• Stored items

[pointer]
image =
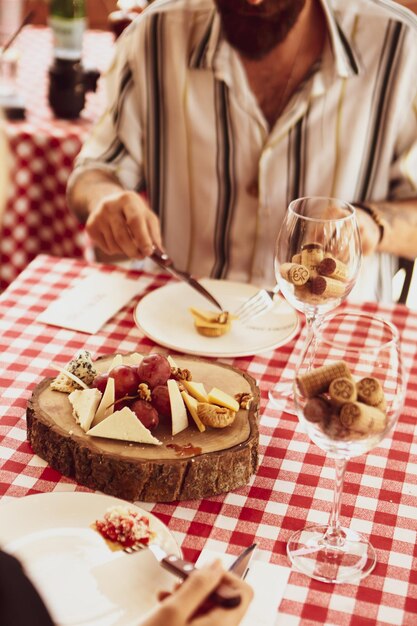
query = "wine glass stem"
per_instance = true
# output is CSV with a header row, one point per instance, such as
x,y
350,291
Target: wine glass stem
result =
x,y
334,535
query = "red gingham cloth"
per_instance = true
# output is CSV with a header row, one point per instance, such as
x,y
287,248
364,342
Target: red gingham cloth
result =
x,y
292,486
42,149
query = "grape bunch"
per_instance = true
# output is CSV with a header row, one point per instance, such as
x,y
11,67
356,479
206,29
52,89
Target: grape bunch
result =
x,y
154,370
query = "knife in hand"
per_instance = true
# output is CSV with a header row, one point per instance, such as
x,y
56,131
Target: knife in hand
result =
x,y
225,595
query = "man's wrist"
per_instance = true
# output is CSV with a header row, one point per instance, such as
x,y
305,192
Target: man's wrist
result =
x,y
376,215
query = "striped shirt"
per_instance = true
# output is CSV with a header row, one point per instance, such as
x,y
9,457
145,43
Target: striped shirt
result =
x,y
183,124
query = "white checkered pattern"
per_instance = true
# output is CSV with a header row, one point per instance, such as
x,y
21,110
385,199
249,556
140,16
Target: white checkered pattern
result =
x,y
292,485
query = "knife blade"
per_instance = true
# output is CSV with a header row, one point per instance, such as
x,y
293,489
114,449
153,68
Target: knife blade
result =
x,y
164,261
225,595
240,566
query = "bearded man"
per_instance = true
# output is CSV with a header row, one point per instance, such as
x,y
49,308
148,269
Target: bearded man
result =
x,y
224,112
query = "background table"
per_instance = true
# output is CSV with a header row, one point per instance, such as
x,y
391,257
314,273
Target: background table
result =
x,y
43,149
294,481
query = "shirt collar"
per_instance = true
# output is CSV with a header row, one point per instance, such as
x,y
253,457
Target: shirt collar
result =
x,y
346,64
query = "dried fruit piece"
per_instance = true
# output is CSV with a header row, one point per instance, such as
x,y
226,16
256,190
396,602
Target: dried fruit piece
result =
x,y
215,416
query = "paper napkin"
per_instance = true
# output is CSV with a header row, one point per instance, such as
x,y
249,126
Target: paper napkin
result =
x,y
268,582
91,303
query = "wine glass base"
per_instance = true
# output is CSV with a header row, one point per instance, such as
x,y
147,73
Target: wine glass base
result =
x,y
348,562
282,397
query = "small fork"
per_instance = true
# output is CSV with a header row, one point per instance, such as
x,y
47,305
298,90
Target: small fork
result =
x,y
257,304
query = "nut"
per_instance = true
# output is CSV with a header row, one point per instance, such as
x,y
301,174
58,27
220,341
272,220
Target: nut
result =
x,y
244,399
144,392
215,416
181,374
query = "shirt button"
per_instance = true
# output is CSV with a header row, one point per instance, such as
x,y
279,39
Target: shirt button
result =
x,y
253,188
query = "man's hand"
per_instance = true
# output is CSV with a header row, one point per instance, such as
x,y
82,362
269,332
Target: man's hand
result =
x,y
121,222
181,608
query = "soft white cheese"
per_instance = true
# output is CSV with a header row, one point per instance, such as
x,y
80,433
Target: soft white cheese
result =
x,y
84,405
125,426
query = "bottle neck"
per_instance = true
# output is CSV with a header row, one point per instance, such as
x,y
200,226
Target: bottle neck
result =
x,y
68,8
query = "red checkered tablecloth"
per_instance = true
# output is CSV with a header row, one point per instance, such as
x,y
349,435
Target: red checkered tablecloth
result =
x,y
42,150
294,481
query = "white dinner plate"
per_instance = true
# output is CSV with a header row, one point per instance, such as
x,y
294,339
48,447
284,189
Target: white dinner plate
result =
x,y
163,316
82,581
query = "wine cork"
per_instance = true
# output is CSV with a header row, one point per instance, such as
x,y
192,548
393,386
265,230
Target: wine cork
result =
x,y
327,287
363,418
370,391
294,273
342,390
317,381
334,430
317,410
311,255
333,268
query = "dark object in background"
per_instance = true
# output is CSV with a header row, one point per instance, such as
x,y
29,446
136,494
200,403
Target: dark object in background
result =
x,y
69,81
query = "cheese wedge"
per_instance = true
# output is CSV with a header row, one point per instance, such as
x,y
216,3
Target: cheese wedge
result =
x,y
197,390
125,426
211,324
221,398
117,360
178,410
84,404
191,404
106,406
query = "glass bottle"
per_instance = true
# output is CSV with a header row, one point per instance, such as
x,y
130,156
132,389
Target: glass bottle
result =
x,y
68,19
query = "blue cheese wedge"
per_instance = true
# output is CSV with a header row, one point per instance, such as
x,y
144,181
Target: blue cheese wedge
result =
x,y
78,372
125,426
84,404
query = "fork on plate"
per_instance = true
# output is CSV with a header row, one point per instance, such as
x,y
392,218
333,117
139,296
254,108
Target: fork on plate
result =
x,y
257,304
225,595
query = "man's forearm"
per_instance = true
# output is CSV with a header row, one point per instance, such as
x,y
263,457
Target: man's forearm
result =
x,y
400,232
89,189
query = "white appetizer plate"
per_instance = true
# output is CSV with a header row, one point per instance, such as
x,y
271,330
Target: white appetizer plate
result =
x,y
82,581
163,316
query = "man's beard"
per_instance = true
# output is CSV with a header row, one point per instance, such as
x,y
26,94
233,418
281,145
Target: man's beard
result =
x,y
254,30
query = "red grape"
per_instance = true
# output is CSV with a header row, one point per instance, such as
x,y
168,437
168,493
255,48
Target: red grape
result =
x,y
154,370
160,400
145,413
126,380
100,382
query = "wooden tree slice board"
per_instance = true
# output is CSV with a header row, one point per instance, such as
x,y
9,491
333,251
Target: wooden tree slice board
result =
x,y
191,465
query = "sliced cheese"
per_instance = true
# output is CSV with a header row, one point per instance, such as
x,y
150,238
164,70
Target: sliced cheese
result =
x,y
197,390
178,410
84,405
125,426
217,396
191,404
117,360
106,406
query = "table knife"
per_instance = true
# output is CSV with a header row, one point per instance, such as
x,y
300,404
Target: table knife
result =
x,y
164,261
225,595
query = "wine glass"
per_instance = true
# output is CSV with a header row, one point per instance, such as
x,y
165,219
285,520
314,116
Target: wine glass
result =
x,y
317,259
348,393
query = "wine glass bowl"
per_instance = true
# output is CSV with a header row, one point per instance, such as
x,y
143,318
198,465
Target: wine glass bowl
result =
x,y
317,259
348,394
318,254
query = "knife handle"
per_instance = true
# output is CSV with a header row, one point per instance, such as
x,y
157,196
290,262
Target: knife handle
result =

• ACTION ITEM
Pictures stay out; the data above is to be returned exactly.

• RESPONSE TO THIS EXERCISE
[pointer]
image =
query = "wine glass stem"
per_instance = true
# output is CSV with a header row, one point per instance, such as
x,y
350,291
Target: wine glass stem
result =
x,y
334,535
query = "red gingham cloth"
per_instance = true
# output is CSV with a header row, one point per instance, such as
x,y
287,248
364,342
Target: red gingham cloth
result =
x,y
292,486
42,149
query = "grape bunch"
per_instance = true
# output is CSV with a header row, one point per instance, such as
x,y
11,67
356,479
206,29
52,89
Target: grape bunch
result =
x,y
154,370
query = "knife in hand"
per_instance = true
# output is CSV with a header row, one point per instance, such as
x,y
56,131
Target: knife in hand
result =
x,y
225,595
query = "man's wrist"
per_instance = true
# output is CSV with a header row, one point per instance, such as
x,y
305,192
Target: man's wrist
result =
x,y
376,215
query = "striped shirt"
per_instance = true
# output is CSV with a header row, one point per instance, such as
x,y
9,457
145,43
Target: striped shirt
result =
x,y
183,124
query = "white checkered pattern"
per_instance = true
# output is CSV with a header row, one point per instance, such as
x,y
21,110
385,199
249,556
140,16
Target: white checkered pattern
result =
x,y
292,485
query = "knife blade"
per_instance = true
# output is CSV with a header row, one point per instance, such as
x,y
293,489
114,449
153,68
Target: knife blade
result =
x,y
164,261
225,595
240,566
query = "bearded man"
per_instance = true
# output is CSV with a header row, one point per instance, such as
x,y
49,308
148,269
Target: bearded man
result =
x,y
224,112
query = "background table"
per_instance = true
# output is CSV with a header row, one point per instance, such as
x,y
391,257
314,273
Target: background table
result =
x,y
43,149
294,481
query = "shirt collar"
per_instance = true
# output is CSV with a header row, one point per instance, such as
x,y
253,457
Target: shirt collar
result =
x,y
346,64
query = "dried fruit piece"
per_instance = true
# output is CSV with a header row, one point per instance, such as
x,y
226,16
256,190
396,602
Target: dried fruit piece
result =
x,y
215,416
query = "paper napkin"
per_instance = true
# output is CSV with a header row, one point per instance, such as
x,y
249,126
Target: paper napkin
result =
x,y
268,582
91,303
query = "wine glass base"
per_instance = true
# output is CSV with a header row, one point per instance, such as
x,y
147,73
Target: wine glass base
result =
x,y
348,562
282,397
query = "small fork"
per_instance = true
# output is CSV with a header row, one point per instance, such as
x,y
47,305
298,90
Target: small fork
result =
x,y
257,304
query = "nut"
per_instance = true
# output is CSV with a header row, one point per instance, such as
x,y
301,174
58,27
220,341
272,220
Target: nut
result =
x,y
244,399
144,392
215,416
181,374
query = "shirt button"
per_instance = true
# output is CSV with a header row, one point per instance, such as
x,y
279,39
Target: shirt button
result =
x,y
253,188
query = "man's hand"
per_instance = true
# output is CSV with a header row, one point per instance, such as
x,y
82,362
269,332
Target: man's hand
result =
x,y
121,222
181,608
query = "soft white cheese"
per_instance = true
# output is CSV with a header row, one point per instance, such as
x,y
80,433
Target: soft white cheese
result =
x,y
84,405
125,426
query = "bottle neck"
per_instance = true
# output is CSV with a header row, one point per instance, such as
x,y
200,226
Target: bottle neck
result =
x,y
68,8
query = "red checkered tablecloth"
per_instance = true
# output is CSV with a header row, one point per instance, such as
x,y
349,435
Target: red checkered tablecloth
result =
x,y
42,150
294,481
query = "white dinner plate"
per_instance = true
# output is CSV with a header row, one point per instance, such as
x,y
294,339
48,447
284,189
Target: white dinner plate
result =
x,y
163,316
82,581
query = "wine cork"
per_instance = true
# output is CSV with a header row, one point per instance, such as
x,y
192,548
393,386
265,230
Target: wine cork
result =
x,y
327,287
363,418
370,391
294,273
342,390
317,381
334,430
317,410
311,255
333,268
query = "dark object in background"
per_instance = true
# output is CSV with a header row, one point per instance, such as
x,y
29,446
136,494
200,403
Target: dark object in background
result =
x,y
69,81
query = "cheese wedge"
per_instance = true
# output is CSV with a header row, one point per instance, such as
x,y
216,3
Target: cheese wedge
result =
x,y
197,390
125,426
211,324
221,398
117,360
178,410
84,404
191,404
106,406
query = "glass bottle"
per_instance = true
# output is CSV with a header row, one point per instance, such as
x,y
130,156
132,389
Target: glass bottle
result =
x,y
68,19
query = "blue cheese wedge"
per_instance = true
# output is CSV with a header row, one point per instance, such as
x,y
144,181
Target: blue cheese wedge
result =
x,y
78,372
125,426
84,404
query = "fork on plate"
per_instance = true
# output is CSV with a header row, one point per instance, such as
x,y
392,218
333,117
139,296
254,108
Target: fork on plate
result =
x,y
257,304
225,595
query = "man's forearm"
per_instance = true
# output is CSV with a header row, one point per instance, such as
x,y
263,457
Target: man's forearm
result =
x,y
400,232
89,189
query = "white appetizer plate"
per_instance = true
# output is CSV with a header row, one point per instance, such as
x,y
271,330
Target: white appetizer plate
result =
x,y
82,581
163,316
query = "man's beard"
per_instance = true
# output is CSV with a header row, one point per instance, such as
x,y
26,94
233,418
281,145
Target: man's beard
result =
x,y
254,30
query = "red grape"
per_instance = true
# output is CSV with a header row, one point per instance, such as
x,y
168,437
168,493
255,48
Target: red grape
result =
x,y
154,370
160,400
145,413
126,380
100,382
query = "wooden tree slice board"
per_instance = true
# output is CSV with a header row, one point per instance, such as
x,y
9,491
333,251
Target: wooden tree slice board
result =
x,y
191,465
query = "sliced cheese"
per_instance = true
# output is CSV with a header row, one point per instance, such as
x,y
150,238
164,70
Target: sliced cheese
result =
x,y
197,390
178,410
84,405
125,426
217,396
191,404
117,360
106,406
query = "table knife"
per_instance = true
# output is CSV with a header row, one point per instance, such as
x,y
300,404
Target: table knife
result =
x,y
164,261
225,595
query = "wine glass"
per_instance = true
# output is CSV with a header row, one point per instance, such as
x,y
165,219
285,520
314,116
Target: wine glass
result =
x,y
317,259
348,393
query = "wine glass bowl"
per_instance = true
# output is CSV with a header row, one point per instance, such as
x,y
143,318
198,465
Target: wine glass bowl
result =
x,y
317,259
348,394
318,254
query = "knife handle"
per_instance = true
# output is CSV with a header row, one point per instance, such as
x,y
157,196
290,262
Target: knife handle
result =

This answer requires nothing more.